-- START OF Data to use --

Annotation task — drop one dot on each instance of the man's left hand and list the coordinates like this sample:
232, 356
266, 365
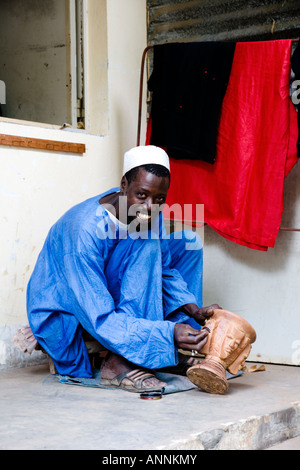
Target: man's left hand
200, 314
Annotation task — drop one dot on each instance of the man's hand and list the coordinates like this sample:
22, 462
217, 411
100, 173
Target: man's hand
188, 338
200, 314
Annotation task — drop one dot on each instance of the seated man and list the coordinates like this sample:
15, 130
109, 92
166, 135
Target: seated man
108, 269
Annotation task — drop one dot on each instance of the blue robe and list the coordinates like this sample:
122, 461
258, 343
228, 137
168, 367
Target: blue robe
122, 289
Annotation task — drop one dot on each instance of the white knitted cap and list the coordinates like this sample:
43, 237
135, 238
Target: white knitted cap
143, 155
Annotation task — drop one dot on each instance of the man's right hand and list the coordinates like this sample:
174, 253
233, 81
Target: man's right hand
188, 338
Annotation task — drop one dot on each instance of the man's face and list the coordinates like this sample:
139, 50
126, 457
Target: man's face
145, 196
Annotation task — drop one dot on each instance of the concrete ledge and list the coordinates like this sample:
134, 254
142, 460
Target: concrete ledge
253, 433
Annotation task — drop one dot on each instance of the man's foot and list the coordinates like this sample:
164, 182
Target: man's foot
118, 372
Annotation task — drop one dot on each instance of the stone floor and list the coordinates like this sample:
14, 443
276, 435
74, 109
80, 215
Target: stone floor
260, 410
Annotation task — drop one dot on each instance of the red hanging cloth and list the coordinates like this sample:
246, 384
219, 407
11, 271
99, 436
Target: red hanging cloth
242, 192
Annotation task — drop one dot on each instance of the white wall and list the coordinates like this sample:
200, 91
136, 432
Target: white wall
37, 187
262, 287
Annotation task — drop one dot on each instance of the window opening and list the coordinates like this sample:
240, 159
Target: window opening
42, 61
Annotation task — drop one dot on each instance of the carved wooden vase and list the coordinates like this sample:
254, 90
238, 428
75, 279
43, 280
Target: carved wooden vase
227, 348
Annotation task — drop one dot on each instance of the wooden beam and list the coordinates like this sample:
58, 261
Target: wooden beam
41, 144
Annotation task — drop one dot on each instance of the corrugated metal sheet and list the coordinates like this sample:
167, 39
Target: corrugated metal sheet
219, 20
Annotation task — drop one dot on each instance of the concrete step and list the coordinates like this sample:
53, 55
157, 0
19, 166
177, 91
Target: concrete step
288, 444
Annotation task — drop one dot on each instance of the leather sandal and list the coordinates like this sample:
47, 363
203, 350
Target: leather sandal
136, 377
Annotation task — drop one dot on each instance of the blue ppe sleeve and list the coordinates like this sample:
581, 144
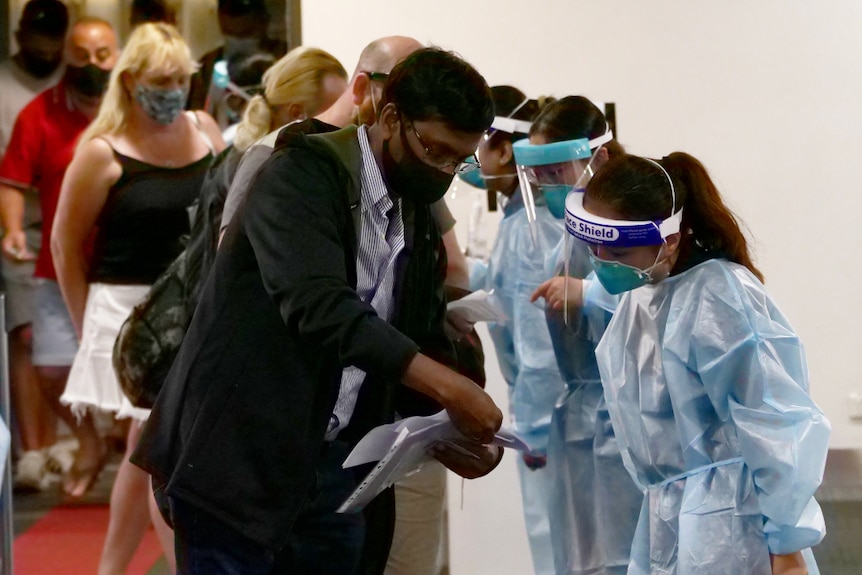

-- END OF Data to use --

§ **Task objective**: Find every line above that contains the word "concrete" and copy each of those lines. Case matters.

§ **Reply to the exercise**:
Annotation task — drop one dot on each instance of the concrete ledge and list the coordinates like this sample:
Target: concrete ledge
Annotation task — drop one dot on each instance of the concrete step and list the coordinates like this sample:
Target: concrete step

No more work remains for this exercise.